### WORK TO COMPLETE
A. Answer these questions from the CRS thread:
(i) According to the opening lines, how does current GIS software take geometry and CRS?
(ii) Which geometry collections do WKT and GML provide, as named in the text?
(iii) At what level should it be possible to assign the CRS, and what two examples are given?
B. Echo the passage of the CRS thread from "I wrote that" to "void:Dataset or dcat:Dataset).", word for word.

### SOURCE EXCERPT
>> start

I wrote that to illustrate the point that current GIS software takes 
geometry and CRS separately. It was one of the many reasons why I think 
the CRS should be kept separate, and I think the point still stands.
>
>>
>>     Anyhow, WKT and GML provides geometry collections like
>>     MULTIPOINT, MULTILINESTRING, MULTIPOLYGON etc. so you have
>>     specify a single CRS for a geometry collection.
>     Yes, but those are fixed collections. I think it should be
>     possible to assign a CRS to dynamic collections, like the result
>     set of a query for instance. And I think it is important to be
>     able to assign the CRS at the level of a dataset (things like
>     void:Dataset or dcat:Dataset).
>
>
> Why should we disallow results that contain different CRS? Why should 
> we impose more restrictions than necessary?
> On the contrary, we should encourage usage of all available 
> information and not impose any restrictions on this matter, unless the 
> user explicitly requests so.
How would making it possible to assign CRS's to groups of geometries be 
a restriction? I am afraid I don't get it.

>>          1. Having multiple specifications of the same CRS for a
>>             single geometry should be possible.
>>          2. Having multiple specifications of the same coordinate
>>             sequence for a single geometry should be possible.

>> end

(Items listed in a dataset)
>> start

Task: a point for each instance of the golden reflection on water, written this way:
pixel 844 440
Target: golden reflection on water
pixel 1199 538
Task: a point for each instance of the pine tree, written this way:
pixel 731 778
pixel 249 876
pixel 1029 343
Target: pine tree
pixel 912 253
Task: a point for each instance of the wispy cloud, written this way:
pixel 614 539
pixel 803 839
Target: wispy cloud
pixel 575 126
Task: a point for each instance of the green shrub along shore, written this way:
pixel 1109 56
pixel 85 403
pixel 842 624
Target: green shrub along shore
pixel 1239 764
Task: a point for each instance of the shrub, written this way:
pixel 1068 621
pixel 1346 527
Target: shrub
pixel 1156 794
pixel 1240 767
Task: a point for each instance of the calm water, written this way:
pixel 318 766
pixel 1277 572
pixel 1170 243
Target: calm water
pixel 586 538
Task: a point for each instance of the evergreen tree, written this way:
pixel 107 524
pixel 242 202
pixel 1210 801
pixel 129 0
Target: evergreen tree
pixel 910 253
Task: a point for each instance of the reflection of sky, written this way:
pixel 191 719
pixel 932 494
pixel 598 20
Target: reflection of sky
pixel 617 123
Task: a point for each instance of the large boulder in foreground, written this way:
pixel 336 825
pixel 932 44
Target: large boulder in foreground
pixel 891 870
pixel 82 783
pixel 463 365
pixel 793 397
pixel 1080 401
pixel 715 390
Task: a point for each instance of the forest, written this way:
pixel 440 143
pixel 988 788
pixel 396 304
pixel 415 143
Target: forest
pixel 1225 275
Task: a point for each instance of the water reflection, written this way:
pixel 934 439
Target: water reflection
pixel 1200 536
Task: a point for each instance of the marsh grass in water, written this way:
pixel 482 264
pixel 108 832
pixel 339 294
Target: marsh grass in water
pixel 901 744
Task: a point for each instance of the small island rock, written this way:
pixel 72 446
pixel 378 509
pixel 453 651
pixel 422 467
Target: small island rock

>> end
>> start

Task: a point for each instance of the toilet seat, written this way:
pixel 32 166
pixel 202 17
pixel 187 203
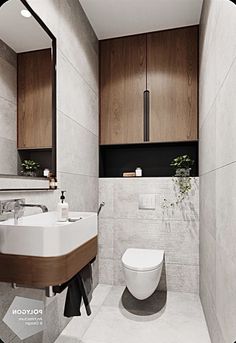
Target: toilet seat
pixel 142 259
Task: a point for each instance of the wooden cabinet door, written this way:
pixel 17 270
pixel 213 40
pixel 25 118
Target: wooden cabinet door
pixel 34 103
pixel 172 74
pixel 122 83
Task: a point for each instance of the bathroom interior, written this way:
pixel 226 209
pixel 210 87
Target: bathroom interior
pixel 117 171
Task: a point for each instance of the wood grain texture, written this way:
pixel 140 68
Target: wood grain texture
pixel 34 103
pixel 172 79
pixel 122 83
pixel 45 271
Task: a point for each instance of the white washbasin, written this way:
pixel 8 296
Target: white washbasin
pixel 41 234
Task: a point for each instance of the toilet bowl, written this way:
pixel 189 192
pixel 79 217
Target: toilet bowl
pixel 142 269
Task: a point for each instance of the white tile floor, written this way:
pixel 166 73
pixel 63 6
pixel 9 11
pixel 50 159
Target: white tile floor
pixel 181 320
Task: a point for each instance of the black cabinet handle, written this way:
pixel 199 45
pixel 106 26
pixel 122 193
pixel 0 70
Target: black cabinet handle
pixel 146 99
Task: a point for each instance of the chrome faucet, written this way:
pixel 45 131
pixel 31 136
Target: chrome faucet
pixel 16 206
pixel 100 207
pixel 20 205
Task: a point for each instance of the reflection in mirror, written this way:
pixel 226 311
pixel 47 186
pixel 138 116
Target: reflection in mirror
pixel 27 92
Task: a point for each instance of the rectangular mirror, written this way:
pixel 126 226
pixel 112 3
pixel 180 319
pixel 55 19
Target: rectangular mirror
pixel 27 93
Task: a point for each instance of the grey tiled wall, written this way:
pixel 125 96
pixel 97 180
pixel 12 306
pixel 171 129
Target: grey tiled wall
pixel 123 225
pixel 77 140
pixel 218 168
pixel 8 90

>> end
>> start

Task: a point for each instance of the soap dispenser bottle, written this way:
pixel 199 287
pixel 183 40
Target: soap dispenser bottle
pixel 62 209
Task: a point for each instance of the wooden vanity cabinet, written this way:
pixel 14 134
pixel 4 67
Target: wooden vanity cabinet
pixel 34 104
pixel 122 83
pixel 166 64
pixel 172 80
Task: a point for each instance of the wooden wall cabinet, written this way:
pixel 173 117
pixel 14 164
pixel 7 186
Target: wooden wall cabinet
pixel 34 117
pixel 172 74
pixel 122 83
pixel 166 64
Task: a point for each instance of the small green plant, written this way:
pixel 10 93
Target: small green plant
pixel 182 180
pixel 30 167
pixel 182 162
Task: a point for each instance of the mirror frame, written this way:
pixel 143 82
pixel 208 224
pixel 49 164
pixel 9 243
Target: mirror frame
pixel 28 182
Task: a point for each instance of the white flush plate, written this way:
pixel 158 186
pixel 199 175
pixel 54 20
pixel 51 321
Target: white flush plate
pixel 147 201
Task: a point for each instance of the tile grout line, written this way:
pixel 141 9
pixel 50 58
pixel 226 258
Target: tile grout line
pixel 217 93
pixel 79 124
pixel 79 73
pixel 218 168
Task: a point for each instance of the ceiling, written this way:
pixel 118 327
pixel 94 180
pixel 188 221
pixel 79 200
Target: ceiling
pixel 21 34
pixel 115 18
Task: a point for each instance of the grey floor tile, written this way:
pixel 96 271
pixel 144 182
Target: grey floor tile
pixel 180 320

>> end

### IN RESPONSE
A.
(i) It takes geometry and CRS separately.
(ii) MULTIPOINT, MULTILINESTRING, MULTIPOLYGON, etc.
(iii) At the level of a dataset, such as void:Dataset or dcat:Dataset.

B.
I wrote that to illustrate the point that current GIS software takes 
geometry and CRS separately. It was one of the many reasons why I think 
the CRS should be kept separate, and I think the point still stands.
>
>>
>>     Anyhow, WKT and GML provides geometry collections like
>>     MULTIPOINT, MULTILINESTRING, MULTIPOLYGON etc. so you have
>>     specify a single CRS for a geometry collection.
>     Yes, but those are fixed collections. I think it should be
>     possible to assign a CRS to dynamic collections, like the result
>     set of a query for instance. And I think it is important to be
>     able to assign the CRS at the level of a dataset (things like
>     void:Dataset or dcat:Dataset).